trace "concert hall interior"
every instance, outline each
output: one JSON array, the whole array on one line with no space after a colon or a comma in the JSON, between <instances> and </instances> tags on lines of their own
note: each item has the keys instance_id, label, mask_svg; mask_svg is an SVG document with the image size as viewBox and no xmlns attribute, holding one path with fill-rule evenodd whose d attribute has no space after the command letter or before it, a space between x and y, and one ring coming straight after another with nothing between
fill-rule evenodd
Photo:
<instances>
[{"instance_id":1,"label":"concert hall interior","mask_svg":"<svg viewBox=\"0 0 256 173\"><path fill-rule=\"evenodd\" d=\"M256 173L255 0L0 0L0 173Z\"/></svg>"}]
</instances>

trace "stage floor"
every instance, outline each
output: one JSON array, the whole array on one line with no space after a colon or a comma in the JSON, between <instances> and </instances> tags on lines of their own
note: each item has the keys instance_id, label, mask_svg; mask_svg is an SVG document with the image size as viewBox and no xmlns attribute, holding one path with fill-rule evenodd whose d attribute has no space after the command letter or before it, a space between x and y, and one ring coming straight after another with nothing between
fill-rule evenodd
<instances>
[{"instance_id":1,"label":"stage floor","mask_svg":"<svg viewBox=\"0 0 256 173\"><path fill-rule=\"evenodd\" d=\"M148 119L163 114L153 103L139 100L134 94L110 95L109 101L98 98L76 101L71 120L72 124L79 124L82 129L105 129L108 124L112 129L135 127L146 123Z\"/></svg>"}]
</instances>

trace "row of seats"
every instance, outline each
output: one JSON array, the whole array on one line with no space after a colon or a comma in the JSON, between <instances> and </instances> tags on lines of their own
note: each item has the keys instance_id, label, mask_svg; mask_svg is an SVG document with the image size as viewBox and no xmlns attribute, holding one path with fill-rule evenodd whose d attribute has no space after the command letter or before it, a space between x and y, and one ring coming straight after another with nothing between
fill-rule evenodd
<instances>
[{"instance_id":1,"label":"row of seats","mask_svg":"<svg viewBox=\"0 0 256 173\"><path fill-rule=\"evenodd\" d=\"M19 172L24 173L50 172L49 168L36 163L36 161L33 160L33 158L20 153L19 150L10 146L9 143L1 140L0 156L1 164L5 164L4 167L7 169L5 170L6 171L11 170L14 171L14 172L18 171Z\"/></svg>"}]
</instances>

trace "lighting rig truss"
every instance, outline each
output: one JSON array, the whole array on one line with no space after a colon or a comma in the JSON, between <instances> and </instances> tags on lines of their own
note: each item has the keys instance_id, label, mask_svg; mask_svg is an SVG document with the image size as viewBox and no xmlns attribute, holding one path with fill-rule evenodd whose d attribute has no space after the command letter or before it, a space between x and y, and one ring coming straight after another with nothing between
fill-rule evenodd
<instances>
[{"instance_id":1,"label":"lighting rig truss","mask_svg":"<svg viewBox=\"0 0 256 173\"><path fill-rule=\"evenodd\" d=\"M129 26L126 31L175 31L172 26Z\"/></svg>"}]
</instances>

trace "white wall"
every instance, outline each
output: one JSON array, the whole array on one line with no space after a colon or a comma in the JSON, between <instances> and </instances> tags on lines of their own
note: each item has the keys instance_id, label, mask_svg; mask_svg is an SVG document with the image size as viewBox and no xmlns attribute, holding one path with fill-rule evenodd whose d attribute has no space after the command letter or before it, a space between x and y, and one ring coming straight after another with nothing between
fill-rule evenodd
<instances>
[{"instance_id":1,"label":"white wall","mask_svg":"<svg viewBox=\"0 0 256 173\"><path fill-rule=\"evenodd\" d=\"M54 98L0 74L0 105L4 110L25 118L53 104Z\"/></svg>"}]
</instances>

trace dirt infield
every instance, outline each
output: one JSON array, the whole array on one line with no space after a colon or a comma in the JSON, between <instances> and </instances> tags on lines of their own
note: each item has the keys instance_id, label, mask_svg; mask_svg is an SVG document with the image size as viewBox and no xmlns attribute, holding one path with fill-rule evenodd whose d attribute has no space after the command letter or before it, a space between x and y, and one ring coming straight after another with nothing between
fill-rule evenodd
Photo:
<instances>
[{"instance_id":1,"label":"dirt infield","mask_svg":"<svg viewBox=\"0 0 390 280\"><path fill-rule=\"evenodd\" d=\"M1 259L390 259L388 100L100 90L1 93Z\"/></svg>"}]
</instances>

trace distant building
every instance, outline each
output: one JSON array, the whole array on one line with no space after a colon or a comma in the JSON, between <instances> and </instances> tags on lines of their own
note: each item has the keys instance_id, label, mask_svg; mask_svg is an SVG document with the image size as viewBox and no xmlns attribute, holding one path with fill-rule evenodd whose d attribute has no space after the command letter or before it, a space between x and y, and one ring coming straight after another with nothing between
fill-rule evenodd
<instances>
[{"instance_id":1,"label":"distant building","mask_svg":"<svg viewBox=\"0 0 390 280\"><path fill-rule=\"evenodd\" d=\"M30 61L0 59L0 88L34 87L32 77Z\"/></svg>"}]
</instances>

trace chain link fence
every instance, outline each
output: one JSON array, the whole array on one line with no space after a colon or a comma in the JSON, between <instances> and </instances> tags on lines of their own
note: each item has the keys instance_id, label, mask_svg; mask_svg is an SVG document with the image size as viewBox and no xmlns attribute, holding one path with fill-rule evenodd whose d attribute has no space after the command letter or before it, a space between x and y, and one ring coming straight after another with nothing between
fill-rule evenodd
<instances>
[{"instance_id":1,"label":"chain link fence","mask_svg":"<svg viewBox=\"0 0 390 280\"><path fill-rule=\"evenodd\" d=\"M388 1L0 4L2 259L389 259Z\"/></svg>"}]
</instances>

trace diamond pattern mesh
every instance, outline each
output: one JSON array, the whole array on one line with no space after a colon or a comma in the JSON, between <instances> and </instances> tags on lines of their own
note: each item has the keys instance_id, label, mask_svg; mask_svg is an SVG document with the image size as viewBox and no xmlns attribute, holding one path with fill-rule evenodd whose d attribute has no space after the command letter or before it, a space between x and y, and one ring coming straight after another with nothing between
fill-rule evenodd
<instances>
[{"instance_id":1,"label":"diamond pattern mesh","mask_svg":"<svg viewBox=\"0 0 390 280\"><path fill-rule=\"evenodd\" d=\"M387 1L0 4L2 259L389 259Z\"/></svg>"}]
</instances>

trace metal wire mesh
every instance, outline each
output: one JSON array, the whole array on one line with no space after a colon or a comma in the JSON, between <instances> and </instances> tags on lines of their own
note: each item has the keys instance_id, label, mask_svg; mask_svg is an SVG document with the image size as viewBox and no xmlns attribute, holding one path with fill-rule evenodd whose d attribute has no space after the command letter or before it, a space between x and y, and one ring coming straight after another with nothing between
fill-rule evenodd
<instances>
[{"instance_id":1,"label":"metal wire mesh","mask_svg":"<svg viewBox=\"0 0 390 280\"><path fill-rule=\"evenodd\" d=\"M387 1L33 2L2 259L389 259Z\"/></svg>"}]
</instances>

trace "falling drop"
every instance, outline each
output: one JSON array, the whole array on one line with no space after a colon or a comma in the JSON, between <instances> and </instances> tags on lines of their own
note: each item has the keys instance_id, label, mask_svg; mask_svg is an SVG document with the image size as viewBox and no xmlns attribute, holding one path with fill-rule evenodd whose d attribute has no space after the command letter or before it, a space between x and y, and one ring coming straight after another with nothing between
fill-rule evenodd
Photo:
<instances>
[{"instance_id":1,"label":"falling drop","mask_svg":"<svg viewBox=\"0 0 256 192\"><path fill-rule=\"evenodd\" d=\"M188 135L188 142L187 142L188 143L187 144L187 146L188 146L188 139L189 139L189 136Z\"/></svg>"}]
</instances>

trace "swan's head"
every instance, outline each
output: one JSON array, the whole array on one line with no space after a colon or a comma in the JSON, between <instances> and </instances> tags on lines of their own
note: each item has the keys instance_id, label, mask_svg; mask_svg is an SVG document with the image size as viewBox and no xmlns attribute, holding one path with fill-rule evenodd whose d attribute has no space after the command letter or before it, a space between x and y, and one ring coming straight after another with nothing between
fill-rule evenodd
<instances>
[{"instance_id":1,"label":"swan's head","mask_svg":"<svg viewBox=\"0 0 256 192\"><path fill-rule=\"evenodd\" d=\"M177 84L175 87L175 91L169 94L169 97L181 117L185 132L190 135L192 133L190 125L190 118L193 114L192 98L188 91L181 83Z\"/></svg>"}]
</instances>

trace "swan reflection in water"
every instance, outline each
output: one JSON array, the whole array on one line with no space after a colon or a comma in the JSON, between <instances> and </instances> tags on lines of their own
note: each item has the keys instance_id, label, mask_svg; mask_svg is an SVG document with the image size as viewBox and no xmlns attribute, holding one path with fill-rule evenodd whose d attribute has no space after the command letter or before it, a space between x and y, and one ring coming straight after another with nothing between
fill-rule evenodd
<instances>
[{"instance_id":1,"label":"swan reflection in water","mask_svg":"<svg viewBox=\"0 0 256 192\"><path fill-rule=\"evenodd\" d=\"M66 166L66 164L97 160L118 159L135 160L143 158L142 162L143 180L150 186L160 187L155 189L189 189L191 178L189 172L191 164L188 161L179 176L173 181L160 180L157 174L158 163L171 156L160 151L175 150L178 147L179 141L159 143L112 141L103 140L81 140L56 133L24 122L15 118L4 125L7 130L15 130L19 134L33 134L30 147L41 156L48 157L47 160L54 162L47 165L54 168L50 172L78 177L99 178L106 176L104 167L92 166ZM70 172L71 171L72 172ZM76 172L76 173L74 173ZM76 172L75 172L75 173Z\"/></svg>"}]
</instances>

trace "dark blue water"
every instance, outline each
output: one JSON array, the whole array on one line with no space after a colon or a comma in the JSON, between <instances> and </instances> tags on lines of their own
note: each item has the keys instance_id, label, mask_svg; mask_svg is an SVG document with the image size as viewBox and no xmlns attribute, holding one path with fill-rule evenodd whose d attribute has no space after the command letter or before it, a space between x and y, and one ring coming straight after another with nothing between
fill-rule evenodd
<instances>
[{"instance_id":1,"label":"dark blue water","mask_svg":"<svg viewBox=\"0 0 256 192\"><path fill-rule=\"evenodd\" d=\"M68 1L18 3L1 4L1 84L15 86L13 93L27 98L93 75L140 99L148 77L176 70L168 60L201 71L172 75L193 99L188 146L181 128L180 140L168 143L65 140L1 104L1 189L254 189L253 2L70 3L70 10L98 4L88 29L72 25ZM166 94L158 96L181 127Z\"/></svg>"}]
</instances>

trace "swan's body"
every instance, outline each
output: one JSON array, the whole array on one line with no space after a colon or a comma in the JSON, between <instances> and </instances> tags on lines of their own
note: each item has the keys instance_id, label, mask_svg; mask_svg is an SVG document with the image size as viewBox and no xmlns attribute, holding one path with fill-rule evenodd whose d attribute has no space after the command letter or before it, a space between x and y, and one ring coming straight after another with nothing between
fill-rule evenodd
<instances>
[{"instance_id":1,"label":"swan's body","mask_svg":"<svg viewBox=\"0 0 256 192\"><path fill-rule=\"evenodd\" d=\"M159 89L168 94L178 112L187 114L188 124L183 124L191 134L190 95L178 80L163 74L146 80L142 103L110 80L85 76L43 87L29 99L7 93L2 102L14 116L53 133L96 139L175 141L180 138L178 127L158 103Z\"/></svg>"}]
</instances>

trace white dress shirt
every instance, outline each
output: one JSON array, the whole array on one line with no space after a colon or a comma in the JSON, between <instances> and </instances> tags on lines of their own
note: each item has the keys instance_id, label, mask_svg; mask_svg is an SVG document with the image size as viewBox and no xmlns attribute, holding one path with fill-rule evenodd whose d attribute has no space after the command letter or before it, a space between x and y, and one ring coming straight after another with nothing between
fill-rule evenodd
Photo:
________________________________________
▸ Goal
Copy out the lines from the one containing "trace white dress shirt" through the end of the lines, both ends included.

▸ The answer
trace white dress shirt
every instance, outline each
output: one JSON array, the whole array on one line with no space after a colon or a comma in the JSON, between <instances> and </instances> tags on lines of their own
note: each item has the keys instance_id, label, mask_svg; mask_svg is an SVG document with the image size as viewBox and no xmlns attribute, holding one path with fill-rule evenodd whose d attribute has no space after the command letter or before it, a space between x and y, and one ring coming straight after another with nothing between
fill-rule evenodd
Photo:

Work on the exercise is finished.